**PASSAGE SHOWN**

So that covers extracranial vascular lab evaluation. What about intracranial? This is less frequently tested, so we will discuss just a brief overview of views and some of the more commonly tested pathologies.


-       Three primary views: temporal, foraminal (occipital), orbital views

-          Temporal view: Used to interrogate PCA, ACA, MCA, and ICA.

The MCA, ICA and PCA flow direction is towards the probe, the , The ACA flow direction is AWAY.

-          Occipital view: Basilar and vertebral arteries (both away).

-          Orbital view: Ophthalmic and ICA

-       Arteries differentiated by depth. MCA 3-6 cm, everything else deeper.

What are some frequently tested pathologies that are identified on TCD?

-       Indications often tested:

-       MCA spasm (severe PSV>200): Can be seen in sickle cell disease with studies indicating a strong correlation between mean velocities of >200cm/s and the rate of stroke in children with sickle cell disease. With blood transfusions, stroke risk can be reduced from >10% to <1% per year.1

-       Cerebral ischemia during CEA: Comparing transcranial Doppler sonography, near-infrared spectroscopy, stump pressure measurement, and somatosensory evoked potentials, cerebral ischemia was most accurately predicted by the percent change in transcranial Doppler detected middle cerebral artery velocity. Detection of a greater than 50% drop in middle cerebral artery velocity using transcranial Doppler is 100% sensitive for detecting cerebral ischemia.2

-       TCD can also demonstrate microemboli (high spikes on spectral doppler) during CEA


Having covered head and neck vasculature, let’s move on to peripheral vasculature. This is a huge area both on the VSITE/RPVI and in practice. In this section we’ll cover first the upper, then the lower extremity vasculature.

So first, what are characteristics of waveforms in the peripheral vasculature?


-       Normal waveforms are indicative of high resistance distal beds, so we would expect triphasic waveforms

What are normal arterial parameters in the upper extremities?

Upper Extremity:

-       Normal parameters: Normal pressure gradient between the right and left brachial pressures is <20 mmHg. Normal finger pressure is >80% of the ipsilateral brachial systolic pressure. So a normal digital brachial index is ≥0.80. A gradient between digits of >15 mmHg is considered abnormal. 


Let’s talk about some of the most frequently tested pathologies, starting with arterial TOS.

-          Arterial TOS: Results from compression of the subclavian artery at the level of the first rib within the scalene triangle. Arterial TOS testing is done by placing a sensor, most often photoplethysmography (PPG), on one finger of each hand, recording the resting waveforms and then recording while during maneuvers to evoke arterial compression in the thoracic outlet.

**WHAT THE EXERCISE ASKS**
How might the vascular lab review go on after its final sentence about arterial TOS testing? Write the next portion. The records that come next are separate material and have nothing to do with the vascular lab review.

**SOURCE DATA**

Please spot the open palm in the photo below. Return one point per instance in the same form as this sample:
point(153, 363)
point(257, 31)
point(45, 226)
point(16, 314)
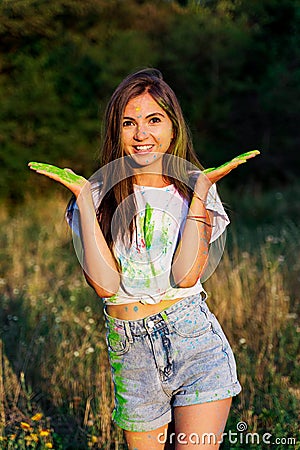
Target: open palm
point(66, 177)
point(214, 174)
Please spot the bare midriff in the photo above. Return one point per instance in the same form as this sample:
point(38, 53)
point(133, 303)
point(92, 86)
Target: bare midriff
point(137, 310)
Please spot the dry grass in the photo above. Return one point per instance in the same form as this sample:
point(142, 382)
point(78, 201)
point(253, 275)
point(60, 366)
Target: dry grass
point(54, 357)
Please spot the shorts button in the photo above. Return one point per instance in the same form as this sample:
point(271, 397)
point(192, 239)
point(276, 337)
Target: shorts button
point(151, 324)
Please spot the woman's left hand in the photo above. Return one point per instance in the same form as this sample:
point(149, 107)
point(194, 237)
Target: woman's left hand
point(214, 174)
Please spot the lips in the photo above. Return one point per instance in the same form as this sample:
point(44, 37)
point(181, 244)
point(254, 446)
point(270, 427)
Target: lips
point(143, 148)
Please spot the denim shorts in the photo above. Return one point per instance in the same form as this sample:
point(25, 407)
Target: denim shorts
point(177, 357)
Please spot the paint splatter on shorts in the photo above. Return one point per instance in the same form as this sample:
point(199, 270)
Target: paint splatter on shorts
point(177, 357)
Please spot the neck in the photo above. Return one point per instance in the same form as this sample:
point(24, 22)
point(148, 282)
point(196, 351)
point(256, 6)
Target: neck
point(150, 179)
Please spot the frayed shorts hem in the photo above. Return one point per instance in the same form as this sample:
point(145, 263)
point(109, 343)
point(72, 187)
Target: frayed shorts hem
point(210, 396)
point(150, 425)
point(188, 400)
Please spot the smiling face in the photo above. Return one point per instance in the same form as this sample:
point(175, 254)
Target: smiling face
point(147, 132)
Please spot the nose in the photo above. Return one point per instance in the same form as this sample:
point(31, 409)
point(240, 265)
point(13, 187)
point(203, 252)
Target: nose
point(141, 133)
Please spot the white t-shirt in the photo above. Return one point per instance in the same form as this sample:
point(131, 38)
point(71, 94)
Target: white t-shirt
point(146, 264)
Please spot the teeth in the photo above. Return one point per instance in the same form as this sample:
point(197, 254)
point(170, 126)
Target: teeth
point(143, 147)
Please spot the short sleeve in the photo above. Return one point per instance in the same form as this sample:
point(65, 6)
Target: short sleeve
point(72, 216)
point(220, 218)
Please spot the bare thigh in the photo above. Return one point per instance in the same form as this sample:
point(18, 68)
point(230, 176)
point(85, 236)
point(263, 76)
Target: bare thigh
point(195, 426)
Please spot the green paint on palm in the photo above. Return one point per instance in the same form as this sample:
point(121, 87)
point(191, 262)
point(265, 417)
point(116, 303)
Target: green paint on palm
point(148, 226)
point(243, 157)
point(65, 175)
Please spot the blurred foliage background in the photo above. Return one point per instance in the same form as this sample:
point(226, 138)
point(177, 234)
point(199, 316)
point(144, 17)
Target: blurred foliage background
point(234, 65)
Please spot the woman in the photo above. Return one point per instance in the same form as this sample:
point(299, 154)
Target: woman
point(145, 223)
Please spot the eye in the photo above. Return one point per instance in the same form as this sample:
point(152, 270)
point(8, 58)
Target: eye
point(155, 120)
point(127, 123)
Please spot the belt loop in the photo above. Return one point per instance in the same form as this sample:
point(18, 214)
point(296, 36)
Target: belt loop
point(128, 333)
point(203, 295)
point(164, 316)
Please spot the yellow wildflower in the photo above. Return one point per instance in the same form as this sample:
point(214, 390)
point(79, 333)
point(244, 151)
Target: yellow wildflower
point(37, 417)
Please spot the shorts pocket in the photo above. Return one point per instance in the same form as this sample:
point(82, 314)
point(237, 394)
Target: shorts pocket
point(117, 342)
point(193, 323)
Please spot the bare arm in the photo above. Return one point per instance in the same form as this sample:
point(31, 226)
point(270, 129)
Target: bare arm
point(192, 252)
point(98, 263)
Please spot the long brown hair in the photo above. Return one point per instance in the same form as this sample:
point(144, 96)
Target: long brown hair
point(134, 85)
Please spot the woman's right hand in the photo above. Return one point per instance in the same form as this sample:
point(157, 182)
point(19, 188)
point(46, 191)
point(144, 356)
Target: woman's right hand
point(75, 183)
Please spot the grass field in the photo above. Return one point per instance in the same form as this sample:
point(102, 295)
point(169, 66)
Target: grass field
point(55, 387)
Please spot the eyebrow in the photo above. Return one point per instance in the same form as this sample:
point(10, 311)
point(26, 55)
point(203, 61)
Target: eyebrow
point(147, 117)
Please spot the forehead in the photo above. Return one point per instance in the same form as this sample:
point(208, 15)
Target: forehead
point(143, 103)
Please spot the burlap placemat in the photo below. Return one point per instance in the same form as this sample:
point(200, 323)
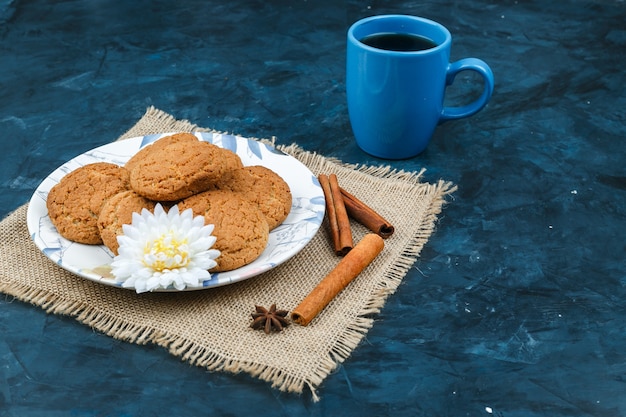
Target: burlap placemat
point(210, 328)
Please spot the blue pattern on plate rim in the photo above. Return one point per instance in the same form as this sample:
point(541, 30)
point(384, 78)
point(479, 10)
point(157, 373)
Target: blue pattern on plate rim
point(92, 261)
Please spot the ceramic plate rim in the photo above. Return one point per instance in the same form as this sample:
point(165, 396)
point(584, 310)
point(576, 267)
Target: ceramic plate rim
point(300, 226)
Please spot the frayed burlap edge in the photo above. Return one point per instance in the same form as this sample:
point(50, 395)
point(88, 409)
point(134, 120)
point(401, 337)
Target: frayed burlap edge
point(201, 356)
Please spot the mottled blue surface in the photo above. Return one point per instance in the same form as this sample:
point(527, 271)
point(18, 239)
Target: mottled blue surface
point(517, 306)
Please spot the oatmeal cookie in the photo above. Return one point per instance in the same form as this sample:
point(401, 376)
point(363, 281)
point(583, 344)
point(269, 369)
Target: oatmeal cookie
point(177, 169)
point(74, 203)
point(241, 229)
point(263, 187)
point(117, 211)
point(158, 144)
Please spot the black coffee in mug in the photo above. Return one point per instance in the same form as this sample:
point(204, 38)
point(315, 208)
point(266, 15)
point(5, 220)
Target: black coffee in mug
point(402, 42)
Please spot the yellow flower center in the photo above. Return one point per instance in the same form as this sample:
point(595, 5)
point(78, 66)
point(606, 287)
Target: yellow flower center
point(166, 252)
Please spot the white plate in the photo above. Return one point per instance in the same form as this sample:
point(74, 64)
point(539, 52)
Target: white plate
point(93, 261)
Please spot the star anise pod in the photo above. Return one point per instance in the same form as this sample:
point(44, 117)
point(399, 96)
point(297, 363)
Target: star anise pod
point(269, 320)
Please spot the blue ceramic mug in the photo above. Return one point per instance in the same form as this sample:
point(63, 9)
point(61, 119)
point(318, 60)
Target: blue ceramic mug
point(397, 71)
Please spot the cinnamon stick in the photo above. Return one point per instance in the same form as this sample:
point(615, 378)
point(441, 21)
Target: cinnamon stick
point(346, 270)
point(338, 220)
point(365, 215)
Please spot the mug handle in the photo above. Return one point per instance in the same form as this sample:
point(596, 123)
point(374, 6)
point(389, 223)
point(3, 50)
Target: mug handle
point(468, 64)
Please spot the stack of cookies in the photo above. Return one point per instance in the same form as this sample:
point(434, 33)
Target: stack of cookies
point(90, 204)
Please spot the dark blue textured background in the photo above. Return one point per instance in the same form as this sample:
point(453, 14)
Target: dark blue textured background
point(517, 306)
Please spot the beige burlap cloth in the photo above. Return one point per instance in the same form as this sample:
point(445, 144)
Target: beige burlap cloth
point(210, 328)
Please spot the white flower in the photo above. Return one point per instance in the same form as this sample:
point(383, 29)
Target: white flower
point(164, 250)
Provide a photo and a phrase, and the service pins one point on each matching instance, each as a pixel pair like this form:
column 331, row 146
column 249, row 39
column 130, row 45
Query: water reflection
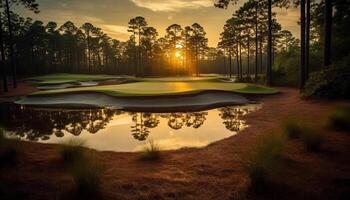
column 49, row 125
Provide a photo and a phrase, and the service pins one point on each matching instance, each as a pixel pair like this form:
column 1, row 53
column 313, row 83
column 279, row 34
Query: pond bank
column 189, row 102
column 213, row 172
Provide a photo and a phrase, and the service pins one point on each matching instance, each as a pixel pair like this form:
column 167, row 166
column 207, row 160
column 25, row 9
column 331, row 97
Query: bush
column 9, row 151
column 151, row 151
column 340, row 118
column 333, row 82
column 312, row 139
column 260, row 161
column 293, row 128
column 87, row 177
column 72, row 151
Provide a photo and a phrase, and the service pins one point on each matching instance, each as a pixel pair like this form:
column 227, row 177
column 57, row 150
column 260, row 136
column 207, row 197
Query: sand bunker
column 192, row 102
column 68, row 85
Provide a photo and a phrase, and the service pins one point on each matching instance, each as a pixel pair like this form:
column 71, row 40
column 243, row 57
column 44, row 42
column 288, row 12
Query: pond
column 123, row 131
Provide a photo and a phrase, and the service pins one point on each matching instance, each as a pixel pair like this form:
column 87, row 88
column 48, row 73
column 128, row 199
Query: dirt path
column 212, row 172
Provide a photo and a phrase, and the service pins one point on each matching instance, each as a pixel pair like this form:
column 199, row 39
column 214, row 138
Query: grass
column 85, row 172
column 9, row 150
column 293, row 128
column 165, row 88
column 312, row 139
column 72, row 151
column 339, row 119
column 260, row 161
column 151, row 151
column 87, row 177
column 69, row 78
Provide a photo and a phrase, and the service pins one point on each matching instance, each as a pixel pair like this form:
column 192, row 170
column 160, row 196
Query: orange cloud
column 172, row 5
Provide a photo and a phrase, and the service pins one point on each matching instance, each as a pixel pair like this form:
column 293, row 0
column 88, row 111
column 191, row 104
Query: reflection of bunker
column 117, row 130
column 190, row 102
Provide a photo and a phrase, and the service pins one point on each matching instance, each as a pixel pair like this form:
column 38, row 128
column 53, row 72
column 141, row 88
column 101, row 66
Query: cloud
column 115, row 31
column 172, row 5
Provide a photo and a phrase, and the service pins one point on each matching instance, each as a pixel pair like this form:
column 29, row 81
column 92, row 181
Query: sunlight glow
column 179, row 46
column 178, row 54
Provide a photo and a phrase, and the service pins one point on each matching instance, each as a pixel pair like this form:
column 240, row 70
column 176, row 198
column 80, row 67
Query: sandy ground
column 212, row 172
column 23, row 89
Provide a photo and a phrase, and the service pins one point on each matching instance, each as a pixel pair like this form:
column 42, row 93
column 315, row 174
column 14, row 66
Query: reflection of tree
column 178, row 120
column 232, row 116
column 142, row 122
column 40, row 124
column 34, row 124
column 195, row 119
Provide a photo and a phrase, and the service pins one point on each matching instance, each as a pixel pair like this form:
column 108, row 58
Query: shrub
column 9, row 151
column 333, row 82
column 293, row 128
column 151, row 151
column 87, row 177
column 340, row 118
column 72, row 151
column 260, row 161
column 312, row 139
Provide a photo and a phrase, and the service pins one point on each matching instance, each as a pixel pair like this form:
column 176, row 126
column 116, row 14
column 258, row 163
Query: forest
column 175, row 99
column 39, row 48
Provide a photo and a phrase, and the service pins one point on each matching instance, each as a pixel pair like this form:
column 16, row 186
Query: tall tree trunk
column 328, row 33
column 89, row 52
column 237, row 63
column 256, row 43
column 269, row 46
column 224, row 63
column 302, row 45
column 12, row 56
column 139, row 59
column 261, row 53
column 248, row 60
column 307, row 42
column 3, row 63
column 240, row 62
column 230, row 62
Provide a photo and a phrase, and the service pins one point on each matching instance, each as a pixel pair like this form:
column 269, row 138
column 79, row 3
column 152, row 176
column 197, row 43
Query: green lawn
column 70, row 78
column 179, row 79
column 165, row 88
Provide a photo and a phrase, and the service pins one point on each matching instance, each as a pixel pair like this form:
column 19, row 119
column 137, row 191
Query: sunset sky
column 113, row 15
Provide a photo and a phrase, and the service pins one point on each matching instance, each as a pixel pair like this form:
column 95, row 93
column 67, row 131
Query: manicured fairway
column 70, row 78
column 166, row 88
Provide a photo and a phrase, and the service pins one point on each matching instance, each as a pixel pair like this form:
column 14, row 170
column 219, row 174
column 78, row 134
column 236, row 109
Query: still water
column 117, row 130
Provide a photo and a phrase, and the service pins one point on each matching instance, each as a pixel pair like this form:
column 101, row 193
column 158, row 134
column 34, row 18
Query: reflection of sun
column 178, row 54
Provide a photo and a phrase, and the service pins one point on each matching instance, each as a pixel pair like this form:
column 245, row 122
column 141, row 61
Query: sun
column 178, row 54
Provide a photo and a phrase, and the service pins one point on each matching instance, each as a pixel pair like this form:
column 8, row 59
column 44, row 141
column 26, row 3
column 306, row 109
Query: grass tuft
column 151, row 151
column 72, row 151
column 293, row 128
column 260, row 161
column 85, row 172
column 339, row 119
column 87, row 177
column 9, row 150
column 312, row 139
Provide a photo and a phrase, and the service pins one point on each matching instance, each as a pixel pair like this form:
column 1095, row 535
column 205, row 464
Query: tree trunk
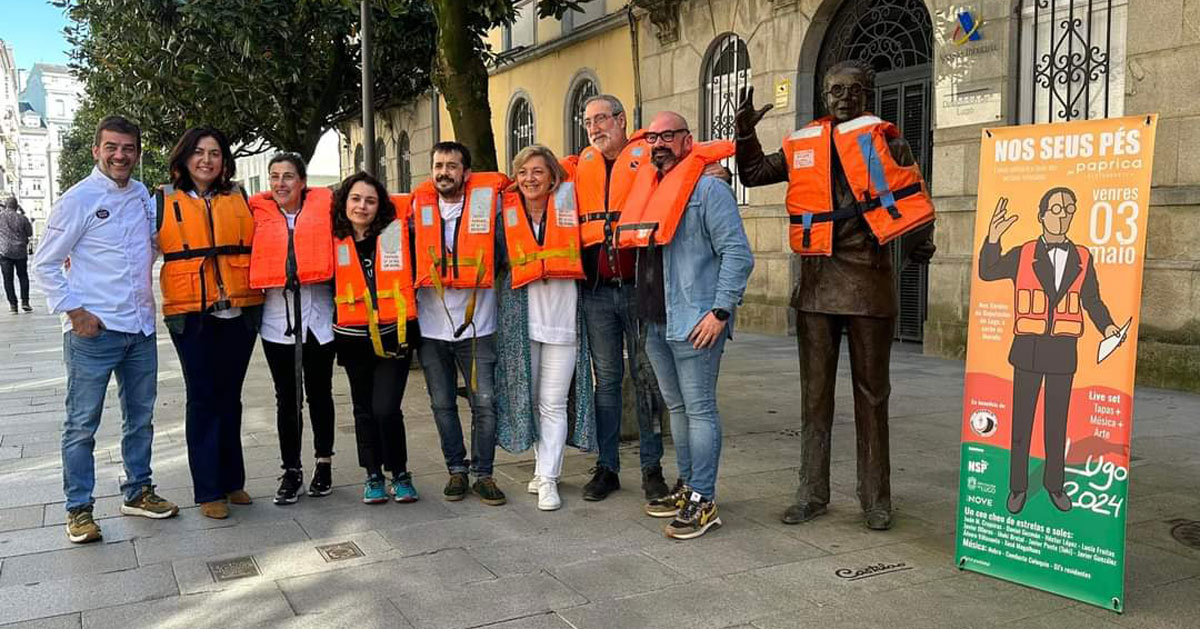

**REPLY**
Can you tell us a little more about PPG testing?

-          Photoplethysmography (PPG) uses an infrared light to illuminate superficial tissue. The reflection is received by a photosensor, and amplitude of the reflected light is proportional to the volume of red blood cells in the sample area. A normal digital arterial PPG has a brisk upstroke with a narrow systolic peak, and a dicrotic notch on the downslope during diastole (Image 11: normal PPG). Digital PPGs change with progression of peripheral vascular disease. The first changes are a loss of amplitude and loss of the dicrotic notch. More advanced disease findings include a flattened systolic peak and a prolonged upstroke. Significant arterial TOS is suggested when there is a loss or persistent flattening of the digit waveforms during any of the positional changes that can compress the subclavian artery (either with the clavicle, first rib and scalene muscle). However, it should be noted that up to one-third of patients without arterial TOS may have some degree of subclavian artery compression with positional maneuvers.

What are other diseases affecting the upper extremity?

-       Raynaud’s: Vasospastic disorder characterized by temporary vasospasm. Diagnosis may be assisted by decrease in digital waveforms with immersion of the hand in cold water.

-          Thromboangiitis obliterans: Is a segmental non-atherosclerotic inflammatory disorder characterized by microthrombosis that primarily involves the small- and medium-sized arteries. Ultrasonography may demonstrate the classical “corkscrew” collateral development at the level of occlusion. TA has a male predominance and first line treatment is smoking cessation.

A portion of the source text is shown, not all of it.